--- Start Selection ---
Asynchronous I2S FIFO project, an ultimate weapon to fight the jitter

Her you see it. Yellow marked
 

Attachments

  • IMG_1416.jpeg
    IMG_1416.jpeg
    602.2 KB · Views: 135
Disabled Account
Joined 2002
Hello,
There should be more exchange of ideas on how to position the different boards.
If power supply is that important why isn't there more info on how to make it work as perfect as possible.
Just adding more caps is stupid if you don't pay attention to details.
The power supply with the biggest caps is the most important one so that one should be as close as possible to the " consumer" . Try exaggeration to make things clear. You have a basement that you don't use, fill it up completely with a supercaps, drill a hole in your floor and have an eight feet cable and attach it to that flimsy connector.
You could " organize " your board collection in such a way that the cable from supercap to Q7 is let us say 100 millimetres maximum. If it is more you are doing something wrong.
If your Raspberry is not separate In it own housing and you are not a budget something is wrong.
If you don't own a dddac something is wrong.
Greetings Eduard
 
Disabled Account
Joined 2002
Hello,
I just go a photo from a respectable member having doubts about the soldering quality of this supercap to a board.
Probably the brown stuff is some flux.
I advised him to get a desoldering station to remove the solder, clean the board and do it with a proper tool.
How big is the percentage of boards out there that look like this?
Greetings,Eduard
 

Attachments

  • IMG_20240108_233949.jpg
    IMG_20240108_233949.jpg
    269.8 KB · Views: 114
  • Like
Reactions: 1 user
Hello,
I just go a photo from a respectable member having doubts about the soldering quality of this supercap to a board.
Probably the brown stuff is some flux.
I advised him to get a desoldering station to remove the solder, clean the board and do it with a proper tool.
How big is the percentage of boards out there that look like this?
This is extremely helpful! Gives me a good reference point.

What is the yellow lining below the solder?
 
I observe a particular phenomenon and want to ask if any of you observe the same:

My DAC stack is:
ReceiverPI DDC
FiFoPi Q7 with SC-Pure clocks powered by UcPure
Dual Mono DAC HAT MKII
OPA861 I/V board powered by LinearPI + UcConditioner

The FiFoPI Q7 is connected to the continuous power from UcPure so SC-Pure clocks are powered all the time. The rest of the power supply is turned on when I need it.

What I observe is that initially, after switching on, the whole stack sounds worse compared to how it sounds after it has "warmed up". After about 30-60 minutes, it starts to sound right.

Does only one else experience something similar? What could the reason be?

Marcin
 
Hey everyone,

Been hard at work at my build. Here is a teaser. Every component has an additional copper enclosure that goes onto each, full encapsulating each component.

I would like to share some images to also show the importance of grounding. The EF noise gets into everything, and every piece of gear (ucpure included) spews this into everything else. This compounds on each other and gets into every circuit, every wire, everything.

I hope this helps inspire others.

My final build will be in a full custom grainte case... This is the build teaser so far. I show measurements with grounding and without grounding. Please see how the image shows copper shielding that is NOT connected to ground will make things WORSE as it acts like a large antenna. I can show this same effect over and over in many different applications. You MUST ground any shielding.
--- End Selection ---
--- Start Supplied data ---
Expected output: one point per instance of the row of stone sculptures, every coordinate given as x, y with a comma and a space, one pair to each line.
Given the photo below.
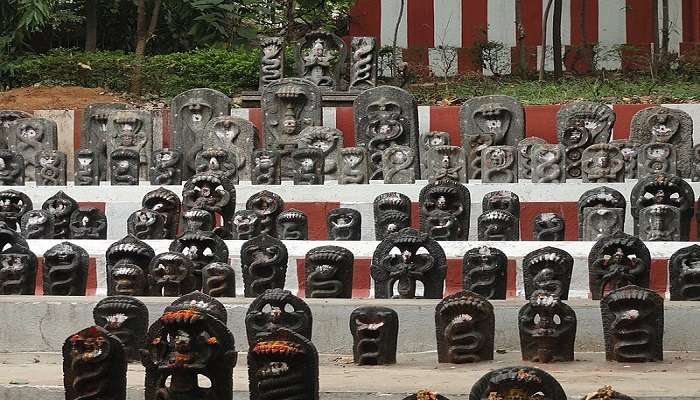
191, 339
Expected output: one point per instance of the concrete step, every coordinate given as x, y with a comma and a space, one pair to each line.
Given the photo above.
42, 323
678, 377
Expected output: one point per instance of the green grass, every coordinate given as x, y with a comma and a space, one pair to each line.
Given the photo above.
609, 89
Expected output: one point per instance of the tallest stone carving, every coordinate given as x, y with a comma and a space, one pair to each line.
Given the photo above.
191, 112
385, 116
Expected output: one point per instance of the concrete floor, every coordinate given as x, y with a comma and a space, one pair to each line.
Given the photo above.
39, 376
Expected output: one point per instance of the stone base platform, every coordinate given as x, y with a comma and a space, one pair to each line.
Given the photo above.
39, 376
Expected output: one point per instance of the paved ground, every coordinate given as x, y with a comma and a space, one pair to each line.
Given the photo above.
39, 375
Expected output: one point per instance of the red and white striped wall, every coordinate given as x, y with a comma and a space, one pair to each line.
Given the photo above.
426, 26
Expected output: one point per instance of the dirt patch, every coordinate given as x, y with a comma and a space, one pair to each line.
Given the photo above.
54, 98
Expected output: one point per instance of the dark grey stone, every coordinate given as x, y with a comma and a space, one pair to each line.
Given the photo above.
271, 60
502, 117
353, 166
666, 125
94, 132
363, 67
29, 136
548, 163
191, 111
656, 158
524, 161
499, 165
235, 135
385, 116
50, 168
602, 163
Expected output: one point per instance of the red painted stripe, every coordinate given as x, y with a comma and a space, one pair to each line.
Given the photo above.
165, 116
623, 118
529, 210
316, 215
658, 279
419, 18
474, 22
366, 19
532, 21
590, 21
345, 122
511, 271
453, 278
77, 116
446, 119
542, 122
255, 116
640, 28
--- End Supplied data ---
--- Exercise task 1 ---
In the forum thread, which power supply feeds the FiFoPi Q7 with SC-Pure clocks in Marcin's DAC stack?
--- Exercise task 2 ---
Convert the records into a numbered list, starting with the line that contains "Expected output: one point per instance of the red and" and going on through the end of the records, with blank lines omitted.

--- Full output 1 ---
UcPure

--- Full output 2 ---
1. Expected output: one point per instance of the red and white striped wall, every coordinate given as x, y with a comma and a space, one pair to each line.
2. Given the photo above.
3. 426, 26
4. Expected output: one point per instance of the dirt patch, every coordinate given as x, y with a comma and a space, one pair to each line.
5. Given the photo above.
6. 54, 98
7. Expected output: one point per instance of the dark grey stone, every coordinate given as x, y with a comma and a space, one pair to each line.
8. Given the photo above.
9. 271, 60
10. 502, 117
11. 353, 166
12. 666, 125
13. 94, 132
14. 363, 67
15. 29, 136
16. 548, 163
17. 191, 111
18. 656, 158
19. 524, 161
20. 499, 165
21. 235, 135
22. 385, 116
23. 50, 168
24. 602, 163
25. Expected output: one point per instance of the red painted stripe, every coordinate given as x, y with a comma and a space, one pair to each line.
26. Given the photo above.
27. 165, 116
28. 623, 118
29. 529, 210
30. 316, 215
31. 658, 279
32. 419, 18
33. 474, 22
34. 366, 19
35. 532, 21
36. 590, 21
37. 345, 122
38. 511, 271
39. 453, 278
40. 77, 116
41. 446, 119
42. 542, 122
43. 255, 116
44. 640, 28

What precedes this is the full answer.